Arrange each line in the rows below as a JSON list of strings, one string per line, and leave out any blank lines.
— Start of Supplied entries —
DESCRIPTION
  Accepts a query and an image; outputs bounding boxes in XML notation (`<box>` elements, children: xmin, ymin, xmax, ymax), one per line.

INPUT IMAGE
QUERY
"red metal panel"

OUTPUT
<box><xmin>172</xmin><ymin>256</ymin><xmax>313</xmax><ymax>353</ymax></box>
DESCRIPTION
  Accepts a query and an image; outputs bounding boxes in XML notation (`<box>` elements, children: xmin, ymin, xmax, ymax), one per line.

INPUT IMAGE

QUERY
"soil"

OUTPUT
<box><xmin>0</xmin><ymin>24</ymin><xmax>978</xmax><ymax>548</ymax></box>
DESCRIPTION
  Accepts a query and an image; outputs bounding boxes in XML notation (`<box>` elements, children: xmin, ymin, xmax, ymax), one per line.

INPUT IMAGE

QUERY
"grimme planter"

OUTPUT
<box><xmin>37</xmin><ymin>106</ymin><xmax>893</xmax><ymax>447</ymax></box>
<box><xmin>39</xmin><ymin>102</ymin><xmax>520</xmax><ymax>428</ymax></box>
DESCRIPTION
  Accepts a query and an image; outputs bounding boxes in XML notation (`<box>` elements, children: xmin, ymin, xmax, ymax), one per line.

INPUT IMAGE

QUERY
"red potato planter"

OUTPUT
— End of Supplied entries —
### Written reply
[
  "DESCRIPTION",
  "  Accepts a query and an image; outputs bounding boxes in XML notation (`<box>` elements, children: xmin, ymin, xmax, ymax), one per line.",
  "INPUT IMAGE",
  "QUERY",
  "\"red metal panel\"",
  "OUTPUT",
  "<box><xmin>172</xmin><ymin>256</ymin><xmax>313</xmax><ymax>353</ymax></box>",
  "DESCRIPTION",
  "  Accepts a query and an image; outputs bounding boxes in XML notation (`<box>` elements, children: xmin, ymin, xmax, ymax), one per line.",
  "INPUT IMAGE",
  "QUERY",
  "\"soil\"",
  "OUTPUT",
  "<box><xmin>0</xmin><ymin>24</ymin><xmax>978</xmax><ymax>548</ymax></box>",
  "DESCRIPTION",
  "  Accepts a query and an image; outputs bounding boxes in XML notation (`<box>` elements, children: xmin, ymin, xmax, ymax), one per line.",
  "INPUT IMAGE",
  "QUERY",
  "\"grimme planter\"",
  "OUTPUT",
  "<box><xmin>37</xmin><ymin>106</ymin><xmax>893</xmax><ymax>447</ymax></box>",
  "<box><xmin>39</xmin><ymin>102</ymin><xmax>520</xmax><ymax>428</ymax></box>",
  "DESCRIPTION",
  "  Accepts a query and an image; outputs bounding boxes in XML notation (`<box>` elements, children: xmin, ymin, xmax, ymax), one per line.",
  "INPUT IMAGE",
  "QUERY",
  "\"red potato planter\"",
  "OUTPUT"
]